Point localization data
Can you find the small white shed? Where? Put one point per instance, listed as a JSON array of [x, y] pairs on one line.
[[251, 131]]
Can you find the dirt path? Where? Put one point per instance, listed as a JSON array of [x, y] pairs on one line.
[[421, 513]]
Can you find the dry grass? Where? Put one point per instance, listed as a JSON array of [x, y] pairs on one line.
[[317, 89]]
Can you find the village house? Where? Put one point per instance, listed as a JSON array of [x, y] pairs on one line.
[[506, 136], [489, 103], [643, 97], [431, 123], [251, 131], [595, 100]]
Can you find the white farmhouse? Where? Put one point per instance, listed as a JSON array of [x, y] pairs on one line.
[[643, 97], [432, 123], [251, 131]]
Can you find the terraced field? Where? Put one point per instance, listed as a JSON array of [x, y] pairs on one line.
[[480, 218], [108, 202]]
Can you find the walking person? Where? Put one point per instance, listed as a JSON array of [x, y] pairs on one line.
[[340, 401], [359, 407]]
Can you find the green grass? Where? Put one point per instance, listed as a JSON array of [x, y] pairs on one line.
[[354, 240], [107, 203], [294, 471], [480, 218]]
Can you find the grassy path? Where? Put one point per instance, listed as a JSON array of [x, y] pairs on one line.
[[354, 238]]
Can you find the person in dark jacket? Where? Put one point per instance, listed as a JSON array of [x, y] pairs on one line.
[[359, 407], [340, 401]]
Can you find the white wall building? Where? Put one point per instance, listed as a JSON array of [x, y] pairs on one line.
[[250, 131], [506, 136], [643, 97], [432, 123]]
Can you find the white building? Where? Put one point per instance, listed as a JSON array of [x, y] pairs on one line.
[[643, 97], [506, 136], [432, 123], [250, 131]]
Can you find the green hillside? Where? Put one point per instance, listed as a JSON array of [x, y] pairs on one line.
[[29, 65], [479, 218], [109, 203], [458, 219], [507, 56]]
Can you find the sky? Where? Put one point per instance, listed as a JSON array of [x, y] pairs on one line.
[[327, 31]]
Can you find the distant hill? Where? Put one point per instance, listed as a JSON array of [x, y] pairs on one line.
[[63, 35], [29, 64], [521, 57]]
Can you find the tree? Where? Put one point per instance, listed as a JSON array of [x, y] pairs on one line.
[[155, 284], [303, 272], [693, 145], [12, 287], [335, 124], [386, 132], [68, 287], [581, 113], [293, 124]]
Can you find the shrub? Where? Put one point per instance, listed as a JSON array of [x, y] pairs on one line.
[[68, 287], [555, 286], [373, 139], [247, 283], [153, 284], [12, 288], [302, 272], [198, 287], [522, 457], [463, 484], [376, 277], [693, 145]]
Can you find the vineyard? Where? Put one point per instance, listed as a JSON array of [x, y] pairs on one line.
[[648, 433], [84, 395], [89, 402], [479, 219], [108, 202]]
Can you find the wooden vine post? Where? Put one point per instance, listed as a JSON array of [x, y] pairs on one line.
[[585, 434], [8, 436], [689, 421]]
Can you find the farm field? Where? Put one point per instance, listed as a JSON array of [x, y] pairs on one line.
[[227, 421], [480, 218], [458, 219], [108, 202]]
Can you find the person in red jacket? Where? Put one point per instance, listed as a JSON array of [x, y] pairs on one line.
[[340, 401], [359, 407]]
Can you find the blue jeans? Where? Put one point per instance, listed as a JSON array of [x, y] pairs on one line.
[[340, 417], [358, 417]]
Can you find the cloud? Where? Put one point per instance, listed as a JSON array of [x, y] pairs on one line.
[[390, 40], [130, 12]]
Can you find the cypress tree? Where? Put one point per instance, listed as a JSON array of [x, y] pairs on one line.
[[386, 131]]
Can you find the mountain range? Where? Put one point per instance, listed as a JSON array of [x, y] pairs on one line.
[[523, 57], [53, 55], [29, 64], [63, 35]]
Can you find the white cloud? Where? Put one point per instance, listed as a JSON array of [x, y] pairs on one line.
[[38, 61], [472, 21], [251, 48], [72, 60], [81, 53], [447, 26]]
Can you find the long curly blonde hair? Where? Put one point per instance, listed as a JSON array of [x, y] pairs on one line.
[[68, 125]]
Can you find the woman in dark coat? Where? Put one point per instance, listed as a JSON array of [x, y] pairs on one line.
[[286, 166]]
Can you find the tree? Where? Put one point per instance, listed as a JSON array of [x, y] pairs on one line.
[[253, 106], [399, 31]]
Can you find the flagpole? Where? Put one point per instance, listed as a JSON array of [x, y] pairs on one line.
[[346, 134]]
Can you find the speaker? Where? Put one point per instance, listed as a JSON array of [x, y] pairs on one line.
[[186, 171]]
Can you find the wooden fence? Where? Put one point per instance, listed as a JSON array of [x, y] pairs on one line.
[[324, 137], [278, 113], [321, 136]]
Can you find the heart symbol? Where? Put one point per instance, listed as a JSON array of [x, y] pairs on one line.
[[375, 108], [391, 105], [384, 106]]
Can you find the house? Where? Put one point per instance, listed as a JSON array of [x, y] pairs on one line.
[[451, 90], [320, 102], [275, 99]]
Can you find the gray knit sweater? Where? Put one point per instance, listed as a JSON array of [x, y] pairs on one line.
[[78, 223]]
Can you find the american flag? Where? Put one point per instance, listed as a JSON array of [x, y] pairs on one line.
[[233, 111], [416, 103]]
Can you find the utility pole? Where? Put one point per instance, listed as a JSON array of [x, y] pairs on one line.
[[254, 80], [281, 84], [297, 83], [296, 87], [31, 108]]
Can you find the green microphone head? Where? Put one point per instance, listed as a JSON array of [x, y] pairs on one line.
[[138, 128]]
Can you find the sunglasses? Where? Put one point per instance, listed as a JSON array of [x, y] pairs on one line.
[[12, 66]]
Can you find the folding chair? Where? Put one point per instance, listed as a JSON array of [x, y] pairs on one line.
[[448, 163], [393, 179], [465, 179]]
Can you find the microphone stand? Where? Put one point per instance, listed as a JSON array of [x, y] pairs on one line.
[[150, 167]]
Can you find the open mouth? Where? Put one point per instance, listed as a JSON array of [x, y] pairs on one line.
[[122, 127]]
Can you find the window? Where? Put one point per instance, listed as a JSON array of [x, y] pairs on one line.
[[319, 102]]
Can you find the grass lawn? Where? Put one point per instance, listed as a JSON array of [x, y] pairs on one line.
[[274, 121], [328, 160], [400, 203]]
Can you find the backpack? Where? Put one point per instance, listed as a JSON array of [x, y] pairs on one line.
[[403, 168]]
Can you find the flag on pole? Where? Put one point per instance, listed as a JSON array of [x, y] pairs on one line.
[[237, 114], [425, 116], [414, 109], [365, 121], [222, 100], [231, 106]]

Exercise goal: A verbatim copy of every entry is needed.

Answer to the exercise:
Can you find the small white shed? Where? Put one point per instance, listed as a JSON array of [x, y] pairs on one line.
[[251, 131]]
Can you find the dirt path? Where? Put one point per instance, listed as a JSON array of [x, y] pairs on one line.
[[421, 513]]
Can you find the dry grass? Where? Put one point per instance, listed as a JSON array of [x, y] pairs on one line.
[[317, 89]]
Can you find the village house? Where? Put one point per instance, listed as a JSON array of [x, y] pairs on one line.
[[506, 136], [489, 103], [643, 97], [431, 123], [251, 131], [595, 100]]
Can you find the white farmhouse? Where? Put one point per instance, listed as a JSON array of [x, y] pairs on one line.
[[643, 97], [432, 123], [251, 131]]
Can you find the terraced field? Where? Put one point per instance, listed as a JSON array of [x, y] pairs on one line.
[[480, 218], [108, 202]]
Can you find the walking person? Where? Put one point per instance, listed as a JSON array of [x, y] pairs on one line.
[[340, 401], [359, 407]]
Can you find the green grass? Where? Put one point per instance, listed as a JSON array of [x, y] pairs on one line.
[[354, 240], [107, 203], [294, 471], [480, 218]]
Can you find the grassy path? Where? Put one point per instance, listed as a JSON array of [x, y] pairs on one line.
[[354, 238]]
Can you find the person in dark jacket? Where? Put one point per instance, listed as a JSON array of [x, y] pairs on one line.
[[359, 407], [340, 401]]
Can you find the white wall building? Where? Put one point per instance, listed as a JSON array of [x, y] pairs on one line.
[[250, 131], [506, 136], [643, 97], [432, 123]]
Can you find the white building? Where? Put one point per instance, listed as a JSON array of [x, y] pairs on one line.
[[643, 97], [506, 136], [432, 123], [250, 131]]
Can you find the green hillside? Where? Put one point per instance, listed as a JSON array of [x, y] pairs on one line.
[[29, 65], [479, 218], [109, 203], [458, 219], [507, 56]]
Can you find the sky? Where? Put one point per instance, listed as a JSON array of [x, y] pairs on one line.
[[327, 31]]
Can you find the distant hill? Where? Put one point per instance, listed as a JSON array of [x, y] pairs on one line.
[[63, 35], [29, 64], [521, 57]]
Can you find the tree? Where? Put one point per instance, listed as a JSON array of [x, y] pairs on one line.
[[155, 284], [303, 272], [693, 145], [12, 287], [335, 124], [386, 132], [68, 287], [581, 113], [293, 124]]
Can you find the shrub? Where? Put one point per instance, listed as a JSON array of [x, y] pairs on one line.
[[68, 287], [555, 286], [373, 139], [247, 283], [153, 284], [12, 288], [302, 272], [198, 287], [522, 457], [463, 484], [376, 277], [693, 145]]
Can you find the vineyard? Where? Put one point per instance, listed as a JSON array of [x, y] pairs on one line.
[[648, 433], [84, 395], [89, 402], [479, 219], [108, 202]]
Can you find the wooden vine post? Where? Put one point per instance, listed as a JSON array of [x, y] pairs on one line.
[[585, 434], [8, 436], [689, 421]]
Can you find the farm field? Where? Put one point per instance, listed as a JSON array of [x, y] pairs on one line.
[[227, 421], [480, 218], [458, 219], [108, 202]]
Can you find the person in red jacket? Where? Put one point per instance, listed as a JSON array of [x, y] pairs on one line.
[[340, 401], [359, 407]]
Can you find the blue jeans? Where? Put one point per instance, listed as a JSON array of [x, y] pairs on one line.
[[340, 417], [358, 417]]
Can you find the cloud? Where? Put one point per instance, listed as a JSON array of [x, y] pairs on one line.
[[390, 40], [130, 12]]
Can you find the cypress tree? Where? Put one point per instance, listed as a JSON array of [x, y] pairs on one line.
[[386, 131]]
Can you find the mountain range? Where? Put one point per instance, listed as a JSON array of [x, y] pairs on one line.
[[523, 57], [53, 55], [29, 64], [63, 35]]
Can you find the white cloud? Where? Put one point per instance, listed as a JSON array of [x, y] pairs on one line.
[[38, 61], [472, 21], [251, 48], [72, 60], [81, 53], [447, 26]]
Can you find the long curly blonde hair? Where? Put one point per instance, listed as a JSON array of [x, y] pairs on one line.
[[68, 125]]
Can you find the woman in dark coat? Where? Put one point per instance, listed as a JSON array of [x, y] pairs on one line.
[[286, 166]]
Can you find the tree? Where? Put one point per instance, listed as a JSON array of [x, y] pairs on one line.
[[253, 106], [399, 31]]
Can you find the flagpole? Where? Put one point per instance, listed as a JSON array of [x, y] pairs on one line.
[[346, 134]]
Can you find the speaker? Where? Put one point per instance, listed as a JSON array of [x, y] pairs on one line.
[[186, 171]]
Can you find the wooden fence? Where? Put one point per instance, listed as a JSON array of [x, y] pairs on one line.
[[324, 137], [278, 113], [321, 136]]
Can you find the heart symbol? Where? Put one point per instance, listed as a JSON array of [x, y] pairs on one line.
[[375, 108], [391, 105], [384, 106]]
Can you find the house? Where? Put one point per instance, listed as a JSON array of [x, y] pairs on one line.
[[451, 90], [320, 102], [275, 99]]
Can you find the gray knit sweater? Where? Put one point per instance, listed as a JSON array of [x, y] pairs on one line.
[[78, 223]]
Can you find the american flag? Where? Put one point per instance, listed as a JSON array of [x, y] pairs on one line.
[[233, 111], [416, 103]]
Can you find the utility pole? Where? Put one point per instance, listed as a JSON array of [x, y] pairs on one line.
[[254, 80], [281, 84], [297, 83], [296, 87], [31, 108]]
Can you find the green microphone head? Where? Put one point per instance, listed as a JSON array of [x, y] pairs on one line.
[[138, 128]]
Can you find the sunglasses? Where? Put one point per instance, listed as a JSON array of [x, y] pairs on one line.
[[12, 66]]
Can you find the folding chair? Where? Put one point per instance, listed as a JSON array of [x, y] pairs on one line.
[[448, 163], [393, 179], [465, 179]]
Can you find the microphone stand? Where? Put one point per instance, listed as a JSON array of [x, y] pairs on one line.
[[150, 167]]
Can you find the open mouth? Where? Put one point per instance, listed as a JSON array of [x, y] pairs on one line.
[[122, 127]]
Can you find the window? Where? Put one point per instance, listed as a JSON array of [x, y] pairs on one line.
[[319, 102]]
Can you find the grass lawn? Where? Put one point per instance, listed as a JSON array of [x, y] pairs on one line.
[[274, 121], [328, 160], [400, 203]]
Can you find the backpack? Where? Put one point per instance, listed as a JSON array of [x, y] pairs on one line.
[[403, 168]]
Can you find the flag on pole? Where? Put one point per instance, listed as a JSON array of [x, y] pairs on one line.
[[237, 114], [425, 116], [414, 109], [365, 121], [222, 100], [231, 106]]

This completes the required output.